Each record is to be transcribed exactly.

** Start Exercise input **

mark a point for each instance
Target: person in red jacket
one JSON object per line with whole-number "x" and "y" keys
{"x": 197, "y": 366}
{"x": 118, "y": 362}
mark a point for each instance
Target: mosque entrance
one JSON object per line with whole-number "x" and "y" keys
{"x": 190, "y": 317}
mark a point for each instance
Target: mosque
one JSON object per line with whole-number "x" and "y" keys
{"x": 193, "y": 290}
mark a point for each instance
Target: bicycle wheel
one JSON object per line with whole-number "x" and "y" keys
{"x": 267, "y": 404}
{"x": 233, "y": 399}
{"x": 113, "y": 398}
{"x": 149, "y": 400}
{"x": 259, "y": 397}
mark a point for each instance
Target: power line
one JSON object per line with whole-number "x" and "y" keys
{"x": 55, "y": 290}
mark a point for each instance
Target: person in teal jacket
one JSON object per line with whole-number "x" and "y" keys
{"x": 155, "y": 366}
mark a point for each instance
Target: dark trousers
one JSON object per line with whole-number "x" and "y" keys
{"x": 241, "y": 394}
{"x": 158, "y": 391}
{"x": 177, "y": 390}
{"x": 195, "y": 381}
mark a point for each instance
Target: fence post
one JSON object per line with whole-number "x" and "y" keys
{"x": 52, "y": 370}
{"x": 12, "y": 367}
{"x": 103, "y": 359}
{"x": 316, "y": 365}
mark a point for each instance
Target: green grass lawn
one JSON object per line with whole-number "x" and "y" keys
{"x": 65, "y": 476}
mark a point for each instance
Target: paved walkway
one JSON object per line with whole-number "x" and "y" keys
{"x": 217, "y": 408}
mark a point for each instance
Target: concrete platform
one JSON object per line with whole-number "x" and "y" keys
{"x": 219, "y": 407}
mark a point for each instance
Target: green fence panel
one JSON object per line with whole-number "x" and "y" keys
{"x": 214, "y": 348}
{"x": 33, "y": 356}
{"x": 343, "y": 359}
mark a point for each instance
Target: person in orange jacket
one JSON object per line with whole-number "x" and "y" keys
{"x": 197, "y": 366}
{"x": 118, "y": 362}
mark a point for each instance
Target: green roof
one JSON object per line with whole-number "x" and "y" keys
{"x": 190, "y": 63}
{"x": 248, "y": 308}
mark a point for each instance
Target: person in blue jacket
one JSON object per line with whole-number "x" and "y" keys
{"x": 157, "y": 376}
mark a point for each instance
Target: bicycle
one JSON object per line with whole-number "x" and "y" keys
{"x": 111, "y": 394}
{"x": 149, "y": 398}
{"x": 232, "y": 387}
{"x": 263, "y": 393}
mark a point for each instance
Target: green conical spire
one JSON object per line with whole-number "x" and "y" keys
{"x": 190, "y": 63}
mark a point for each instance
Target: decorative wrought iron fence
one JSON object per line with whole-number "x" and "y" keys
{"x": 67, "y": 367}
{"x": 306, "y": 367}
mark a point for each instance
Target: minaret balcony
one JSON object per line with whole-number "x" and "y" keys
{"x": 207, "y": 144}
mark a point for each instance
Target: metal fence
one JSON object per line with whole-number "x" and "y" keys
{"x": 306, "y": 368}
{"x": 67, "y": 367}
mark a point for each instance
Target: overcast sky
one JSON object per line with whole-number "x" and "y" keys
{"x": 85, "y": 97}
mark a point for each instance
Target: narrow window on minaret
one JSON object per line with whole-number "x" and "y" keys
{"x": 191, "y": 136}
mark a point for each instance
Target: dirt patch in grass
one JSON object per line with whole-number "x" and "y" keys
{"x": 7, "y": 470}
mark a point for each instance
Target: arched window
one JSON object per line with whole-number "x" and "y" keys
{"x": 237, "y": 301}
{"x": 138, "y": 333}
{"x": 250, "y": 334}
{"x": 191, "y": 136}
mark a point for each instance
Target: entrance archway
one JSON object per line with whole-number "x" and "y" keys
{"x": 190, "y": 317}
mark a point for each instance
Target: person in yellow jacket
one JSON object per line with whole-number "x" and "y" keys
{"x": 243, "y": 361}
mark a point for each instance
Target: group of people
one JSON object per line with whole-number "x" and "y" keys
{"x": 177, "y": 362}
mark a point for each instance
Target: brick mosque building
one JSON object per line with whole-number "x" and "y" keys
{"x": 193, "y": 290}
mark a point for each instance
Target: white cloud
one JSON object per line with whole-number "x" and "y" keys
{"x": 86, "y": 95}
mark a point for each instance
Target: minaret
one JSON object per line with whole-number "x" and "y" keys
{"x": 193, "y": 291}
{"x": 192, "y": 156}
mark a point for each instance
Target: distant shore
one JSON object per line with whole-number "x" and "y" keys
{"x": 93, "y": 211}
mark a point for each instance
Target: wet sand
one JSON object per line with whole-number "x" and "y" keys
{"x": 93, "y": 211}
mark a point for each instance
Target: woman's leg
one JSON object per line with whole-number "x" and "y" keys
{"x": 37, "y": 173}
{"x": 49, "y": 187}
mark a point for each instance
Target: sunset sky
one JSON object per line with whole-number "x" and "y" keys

** End Exercise input **

### The answer
mark a point for each instance
Target: person in red jacket
one JSON object per line with whole-number "x" and "y" keys
{"x": 197, "y": 366}
{"x": 118, "y": 362}
mark a point for each instance
Target: mosque entrance
one JSON object per line with whole-number "x" and "y" keys
{"x": 190, "y": 317}
mark a point for each instance
Target: mosque
one JSON object per line with whole-number "x" and "y" keys
{"x": 193, "y": 290}
mark a point for each instance
Target: bicycle wheel
one JSON object per line with whole-number "x" and "y" keys
{"x": 267, "y": 404}
{"x": 233, "y": 399}
{"x": 113, "y": 398}
{"x": 149, "y": 400}
{"x": 259, "y": 397}
mark a point for each instance
Target: power line
one JSON object per line with whole-number "x" and "y" keys
{"x": 55, "y": 290}
mark a point for each instance
Target: person in teal jacket
one JSON object per line with whole-number "x" and "y" keys
{"x": 155, "y": 366}
mark a point for each instance
Target: dark trousers
one JSON object per line with whole-number "x" and "y" keys
{"x": 241, "y": 394}
{"x": 158, "y": 391}
{"x": 177, "y": 390}
{"x": 195, "y": 381}
mark a point for each instance
Target: fence post
one JSON object per line with whole-number "x" and "y" keys
{"x": 52, "y": 370}
{"x": 12, "y": 367}
{"x": 103, "y": 359}
{"x": 316, "y": 365}
mark a point for each instance
Target: green grass lawn
one JSON object per line with whole-number "x" and "y" keys
{"x": 65, "y": 476}
mark a point for each instance
Target: paved walkway
one JSON object per line with whole-number "x" and "y" keys
{"x": 217, "y": 408}
mark a point for each instance
Target: concrete platform
one JSON object per line with whole-number "x" and "y" keys
{"x": 219, "y": 407}
mark a point for each instance
Target: green fence panel
one JSON object per line with whole-number "x" and "y" keys
{"x": 214, "y": 348}
{"x": 33, "y": 356}
{"x": 343, "y": 359}
mark a point for each instance
Target: person in orange jacket
one JSON object per line with whole-number "x" and "y" keys
{"x": 197, "y": 366}
{"x": 118, "y": 362}
mark a point for each instance
Target: green roof
one JSON object per line with whole-number "x" and "y" keys
{"x": 190, "y": 63}
{"x": 248, "y": 308}
mark a point for each instance
Target: person in blue jacket
one JSON object per line with whole-number "x" and "y" keys
{"x": 157, "y": 376}
mark a point for each instance
Target: bicycle
one JSON object per line with whole-number "x" and "y" keys
{"x": 111, "y": 394}
{"x": 149, "y": 398}
{"x": 232, "y": 387}
{"x": 263, "y": 393}
mark a point for each instance
Target: green conical spire
one JSON object per line with whole-number "x" and "y" keys
{"x": 190, "y": 63}
mark a point for each instance
Target: decorative wrought iron fence
one JSON object per line with whole-number "x" and "y" keys
{"x": 67, "y": 367}
{"x": 306, "y": 367}
mark a point for each instance
Target: minaret balcony
one JSON object per line with whole-number "x" and "y" keys
{"x": 207, "y": 144}
mark a point for each instance
Target: metal fence
one JSON object per line with whole-number "x" and "y" keys
{"x": 306, "y": 368}
{"x": 67, "y": 367}
mark a point for each instance
Target: overcast sky
one JSON object per line with whole-number "x" and "y" keys
{"x": 85, "y": 97}
mark a point for each instance
Target: narrow window on minaret
one JSON object per line with whole-number "x" and "y" keys
{"x": 191, "y": 136}
mark a point for each instance
Target: dirt patch in grass
one JSON object per line with whole-number "x" and "y" keys
{"x": 7, "y": 470}
mark a point for each instance
Target: arched window
one JSON object per line with whole-number "x" and "y" keys
{"x": 237, "y": 301}
{"x": 138, "y": 333}
{"x": 250, "y": 334}
{"x": 191, "y": 136}
mark a point for each instance
Target: entrance archway
one JSON object per line with whole-number "x" and "y" keys
{"x": 190, "y": 317}
mark a point for each instance
Target: person in yellow jacket
one JSON object per line with whole-number "x" and "y" keys
{"x": 243, "y": 361}
mark a point for each instance
Target: group of people
one JSON object per line with whole-number "x" and "y" keys
{"x": 177, "y": 362}
mark a point for each instance
Target: brick mosque building
one JSON object per line with whole-number "x" and "y" keys
{"x": 193, "y": 290}
mark a point for each instance
Target: white cloud
one JSON object per line with whole-number "x" and "y" keys
{"x": 86, "y": 95}
mark a point for each instance
Target: minaret
one JSON object per line with whole-number "x" and "y" keys
{"x": 193, "y": 291}
{"x": 192, "y": 156}
mark a point for each instance
Target: distant shore
one JSON object per line with whole-number "x" and "y" keys
{"x": 93, "y": 211}
mark a point for each instance
Target: wet sand
one JSON object per line with whole-number "x" and "y" keys
{"x": 93, "y": 211}
mark a point for each instance
Target: woman's leg
one JSON object per line with whole-number "x" and "y" keys
{"x": 37, "y": 173}
{"x": 49, "y": 187}
mark a point for each instance
Target: sunset sky
one JSON object per line with whole-number "x" and "y" keys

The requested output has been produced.